= Jiří Dynda =

Czech researcher with interests in religious studies, folklore and medieval studies

Jiří Dynda (born 1988) is a Czech researcher with interests in religious studies, folklore and medieval studies.

As of 2023 he is with the Institute of Slavonic Studies of the Academy of Sciences of the Czech Republic.

In 2021 he earned his Ph.D. from the Faculty of Arts, Charles University, thesis: "Gods and Demons: The Construction of the Slavic Paganism in the Medieval Textual Sources".

==Monographs==
- Slovanské pohanství ve středověkých ruských kázáních. Praha: Scriptorium, 2019 ISBN 978-80-88013-87-7.
- Slovanské pohanství ve středověkých latinských pramenech. Praha: Scriptorium, 2017, 2023 ISBN 978-80-88013-52-5; 978-80-7649-050-5.

DATASET SECTION -
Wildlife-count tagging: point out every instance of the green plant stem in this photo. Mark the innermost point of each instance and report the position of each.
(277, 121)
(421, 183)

GIVEN INSTRUCTION -
Retype the portion of the Jiří Dynda article starting at "In 2021 he earned" and ending at "ISBN 978-80-88013-52-5; 978-80-7649-050-5.", keeping every word unchanged. These lines have nothing to do with what comes next.

EXERCISE RESPONSE -
In 2021 he earned his Ph.D. from the Faculty of Arts, Charles University, thesis: "Gods and Demons: The Construction of the Slavic Paganism in the Medieval Textual Sources".

==Monographs==
- Slovanské pohanství ve středověkých ruských kázáních. Praha: Scriptorium, 2019 ISBN 978-80-88013-87-7.
- Slovanské pohanství ve středověkých latinských pramenech. Praha: Scriptorium, 2017, 2023 ISBN 978-80-88013-52-5; 978-80-7649-050-5.